TO DO: Put the lines of the records into a numbered list, beginning at the very start and continuing through the line that contains "positive clicks: (61, 155)", including that line. Leave out any blank lines.

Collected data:
*****
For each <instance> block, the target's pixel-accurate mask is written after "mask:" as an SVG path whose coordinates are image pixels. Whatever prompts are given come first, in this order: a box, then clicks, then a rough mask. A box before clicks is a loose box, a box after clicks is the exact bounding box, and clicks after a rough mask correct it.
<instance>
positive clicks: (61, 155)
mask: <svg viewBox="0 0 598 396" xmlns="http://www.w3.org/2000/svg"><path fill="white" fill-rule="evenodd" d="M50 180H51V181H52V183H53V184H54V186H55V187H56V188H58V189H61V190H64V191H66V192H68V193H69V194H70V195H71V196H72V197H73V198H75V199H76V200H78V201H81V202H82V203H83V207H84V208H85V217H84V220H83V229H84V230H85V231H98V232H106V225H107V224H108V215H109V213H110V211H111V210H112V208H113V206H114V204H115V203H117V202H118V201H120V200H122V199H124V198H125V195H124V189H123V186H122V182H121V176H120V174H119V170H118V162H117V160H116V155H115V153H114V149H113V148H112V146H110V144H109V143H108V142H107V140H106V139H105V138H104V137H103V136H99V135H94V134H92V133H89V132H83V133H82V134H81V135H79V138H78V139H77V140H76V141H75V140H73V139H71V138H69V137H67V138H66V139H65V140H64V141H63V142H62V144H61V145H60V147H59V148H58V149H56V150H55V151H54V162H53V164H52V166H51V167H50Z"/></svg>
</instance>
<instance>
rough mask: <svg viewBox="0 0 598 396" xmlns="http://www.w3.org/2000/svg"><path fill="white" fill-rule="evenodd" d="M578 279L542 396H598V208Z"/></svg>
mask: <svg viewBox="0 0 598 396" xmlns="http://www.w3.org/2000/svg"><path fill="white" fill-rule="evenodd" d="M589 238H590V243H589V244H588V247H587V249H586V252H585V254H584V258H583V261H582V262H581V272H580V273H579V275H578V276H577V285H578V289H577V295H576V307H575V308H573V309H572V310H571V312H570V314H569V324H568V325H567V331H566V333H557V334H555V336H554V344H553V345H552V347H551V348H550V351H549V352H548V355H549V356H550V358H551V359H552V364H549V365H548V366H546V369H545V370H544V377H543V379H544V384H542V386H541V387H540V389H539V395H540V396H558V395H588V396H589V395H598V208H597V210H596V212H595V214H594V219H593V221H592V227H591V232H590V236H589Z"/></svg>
*****
EXPECTED ANSWER:
1. For each <instance> block, the target's pixel-accurate mask is written after "mask:" as an SVG path whose coordinates are image pixels. Whatever prompts are given come first, in this order: a box, then clicks, then a rough mask. A box before clicks is a loose box, a box after clicks is the exact bounding box, and clicks after a rough mask correct it.
2. <instance>
3. positive clicks: (61, 155)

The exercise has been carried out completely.